_Task details_
Output the lines below without changes, starting at the line with "[search] stone wall coping" and ending at the line with "[124,61,233,372]", with both of those lines included.
··· Rows ···
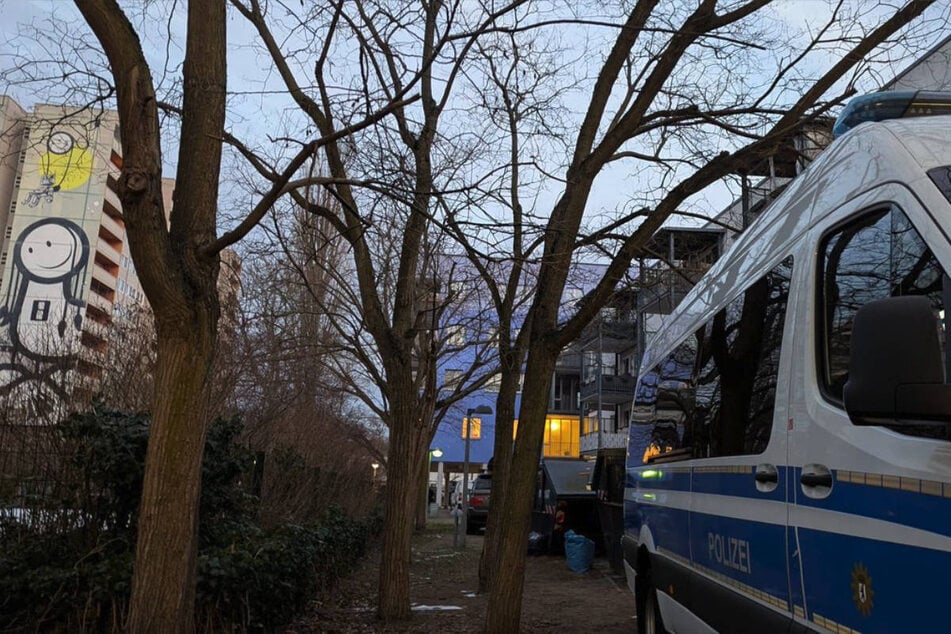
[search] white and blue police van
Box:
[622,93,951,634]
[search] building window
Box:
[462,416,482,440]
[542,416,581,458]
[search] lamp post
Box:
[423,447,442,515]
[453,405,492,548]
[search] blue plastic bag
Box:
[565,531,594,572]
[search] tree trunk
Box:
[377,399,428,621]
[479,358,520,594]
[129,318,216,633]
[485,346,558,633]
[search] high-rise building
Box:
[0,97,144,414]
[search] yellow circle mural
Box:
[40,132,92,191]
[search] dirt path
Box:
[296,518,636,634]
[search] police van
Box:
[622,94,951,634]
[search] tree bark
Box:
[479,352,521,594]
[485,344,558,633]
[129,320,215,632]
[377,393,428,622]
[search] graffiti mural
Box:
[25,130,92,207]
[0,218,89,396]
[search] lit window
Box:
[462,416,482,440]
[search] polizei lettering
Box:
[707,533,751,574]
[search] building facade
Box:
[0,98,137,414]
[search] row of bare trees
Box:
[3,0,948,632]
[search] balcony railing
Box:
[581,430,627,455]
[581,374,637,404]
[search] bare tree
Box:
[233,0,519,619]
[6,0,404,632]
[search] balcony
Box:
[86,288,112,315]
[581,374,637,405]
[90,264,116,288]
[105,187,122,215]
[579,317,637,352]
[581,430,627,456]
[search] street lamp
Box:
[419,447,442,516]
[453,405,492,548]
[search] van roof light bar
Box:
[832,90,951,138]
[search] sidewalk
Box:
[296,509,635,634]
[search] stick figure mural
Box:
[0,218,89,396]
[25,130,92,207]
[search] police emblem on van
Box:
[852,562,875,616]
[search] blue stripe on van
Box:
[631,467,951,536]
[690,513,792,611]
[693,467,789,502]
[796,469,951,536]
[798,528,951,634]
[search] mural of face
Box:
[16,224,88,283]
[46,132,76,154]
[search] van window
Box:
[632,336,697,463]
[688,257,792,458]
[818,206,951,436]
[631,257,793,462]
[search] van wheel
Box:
···
··· Rows ···
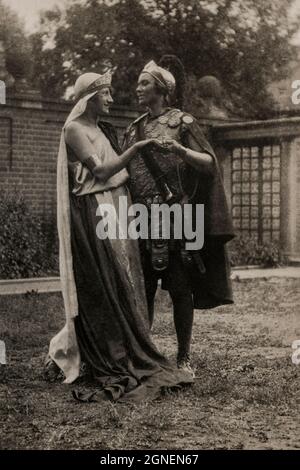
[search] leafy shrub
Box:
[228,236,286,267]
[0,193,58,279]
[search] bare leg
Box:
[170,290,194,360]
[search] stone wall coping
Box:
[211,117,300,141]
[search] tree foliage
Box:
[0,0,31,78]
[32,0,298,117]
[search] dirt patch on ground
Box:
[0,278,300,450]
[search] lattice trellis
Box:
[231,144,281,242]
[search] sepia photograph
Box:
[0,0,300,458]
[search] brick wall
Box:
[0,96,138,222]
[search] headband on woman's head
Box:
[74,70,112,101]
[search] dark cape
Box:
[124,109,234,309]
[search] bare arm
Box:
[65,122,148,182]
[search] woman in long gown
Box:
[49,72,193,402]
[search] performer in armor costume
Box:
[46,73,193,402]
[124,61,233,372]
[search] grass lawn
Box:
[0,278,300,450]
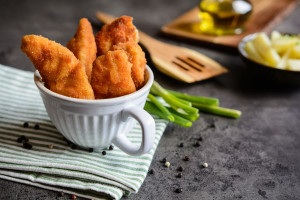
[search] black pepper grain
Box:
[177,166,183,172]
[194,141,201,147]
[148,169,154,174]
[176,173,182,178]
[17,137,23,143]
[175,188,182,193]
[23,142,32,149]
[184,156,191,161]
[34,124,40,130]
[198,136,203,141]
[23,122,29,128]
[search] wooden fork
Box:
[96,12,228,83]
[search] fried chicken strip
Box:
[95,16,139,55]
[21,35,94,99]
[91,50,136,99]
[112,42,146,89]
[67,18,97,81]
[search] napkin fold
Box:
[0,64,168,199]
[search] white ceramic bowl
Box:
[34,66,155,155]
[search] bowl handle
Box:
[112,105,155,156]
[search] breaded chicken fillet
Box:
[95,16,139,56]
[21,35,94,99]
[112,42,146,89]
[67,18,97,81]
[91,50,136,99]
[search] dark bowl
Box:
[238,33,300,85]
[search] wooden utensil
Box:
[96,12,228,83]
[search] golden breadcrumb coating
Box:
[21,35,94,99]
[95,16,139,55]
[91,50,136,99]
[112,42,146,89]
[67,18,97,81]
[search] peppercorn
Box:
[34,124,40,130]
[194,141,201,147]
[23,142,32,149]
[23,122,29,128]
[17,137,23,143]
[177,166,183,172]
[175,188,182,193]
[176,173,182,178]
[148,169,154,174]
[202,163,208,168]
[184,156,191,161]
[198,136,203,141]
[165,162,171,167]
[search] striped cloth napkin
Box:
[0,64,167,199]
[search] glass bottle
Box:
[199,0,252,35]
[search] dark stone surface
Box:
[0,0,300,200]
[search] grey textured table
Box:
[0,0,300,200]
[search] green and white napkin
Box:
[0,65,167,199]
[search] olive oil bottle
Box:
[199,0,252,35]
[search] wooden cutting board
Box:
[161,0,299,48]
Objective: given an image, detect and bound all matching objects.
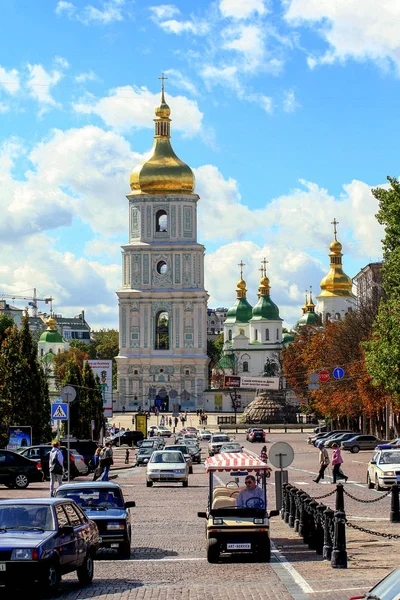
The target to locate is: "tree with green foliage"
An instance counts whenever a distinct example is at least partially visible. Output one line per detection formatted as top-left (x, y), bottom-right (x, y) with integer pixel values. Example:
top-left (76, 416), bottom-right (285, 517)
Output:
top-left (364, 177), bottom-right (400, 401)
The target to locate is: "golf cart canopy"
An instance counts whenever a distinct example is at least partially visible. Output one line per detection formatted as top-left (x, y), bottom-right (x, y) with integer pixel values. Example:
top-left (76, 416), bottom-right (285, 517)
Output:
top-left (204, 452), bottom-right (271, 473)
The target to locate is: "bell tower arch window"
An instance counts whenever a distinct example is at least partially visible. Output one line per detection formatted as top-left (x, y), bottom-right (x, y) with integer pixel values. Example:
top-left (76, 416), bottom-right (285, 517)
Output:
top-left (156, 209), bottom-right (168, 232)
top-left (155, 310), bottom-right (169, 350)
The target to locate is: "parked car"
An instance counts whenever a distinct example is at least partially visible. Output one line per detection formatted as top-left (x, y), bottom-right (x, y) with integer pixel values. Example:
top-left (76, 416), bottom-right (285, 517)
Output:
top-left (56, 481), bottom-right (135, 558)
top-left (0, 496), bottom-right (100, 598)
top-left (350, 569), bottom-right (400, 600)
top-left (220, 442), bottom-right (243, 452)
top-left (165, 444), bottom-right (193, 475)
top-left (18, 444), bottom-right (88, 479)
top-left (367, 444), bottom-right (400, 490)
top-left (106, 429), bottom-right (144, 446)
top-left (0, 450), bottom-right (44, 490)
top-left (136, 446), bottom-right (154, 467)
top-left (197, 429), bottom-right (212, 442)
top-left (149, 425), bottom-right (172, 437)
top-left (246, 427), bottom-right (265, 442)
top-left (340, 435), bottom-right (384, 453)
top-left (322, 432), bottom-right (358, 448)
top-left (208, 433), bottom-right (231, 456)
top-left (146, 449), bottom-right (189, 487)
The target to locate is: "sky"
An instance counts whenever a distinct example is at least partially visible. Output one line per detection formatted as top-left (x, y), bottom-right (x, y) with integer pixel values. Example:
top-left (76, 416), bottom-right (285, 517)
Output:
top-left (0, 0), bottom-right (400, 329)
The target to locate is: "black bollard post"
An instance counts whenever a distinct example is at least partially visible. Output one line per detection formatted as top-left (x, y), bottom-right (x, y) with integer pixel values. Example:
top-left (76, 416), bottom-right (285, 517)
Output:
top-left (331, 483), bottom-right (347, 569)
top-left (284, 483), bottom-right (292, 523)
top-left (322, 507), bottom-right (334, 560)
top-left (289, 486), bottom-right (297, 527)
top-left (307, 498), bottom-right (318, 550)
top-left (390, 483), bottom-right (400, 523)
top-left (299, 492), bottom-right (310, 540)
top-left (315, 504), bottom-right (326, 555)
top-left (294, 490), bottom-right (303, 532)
···
_Output_
[search] stone wall coping
Box:
[211,117,300,141]
[search] tree foliage
Box:
[0,0,31,78]
[32,0,298,117]
[search] dirt patch on ground
Box:
[0,278,300,450]
[search] lattice trellis
Box:
[231,144,281,242]
[search] sepia photograph
Box:
[0,0,300,458]
[search] brick wall
Box:
[0,96,138,222]
[search] headband on woman's head
Box:
[74,70,112,101]
[search] dark cape
Box:
[124,109,234,309]
[search] bare arm
Box:
[65,122,148,182]
[search] woman in long gown
Box:
[49,72,193,402]
[search] performer in armor costume
Box:
[46,73,193,402]
[124,61,233,372]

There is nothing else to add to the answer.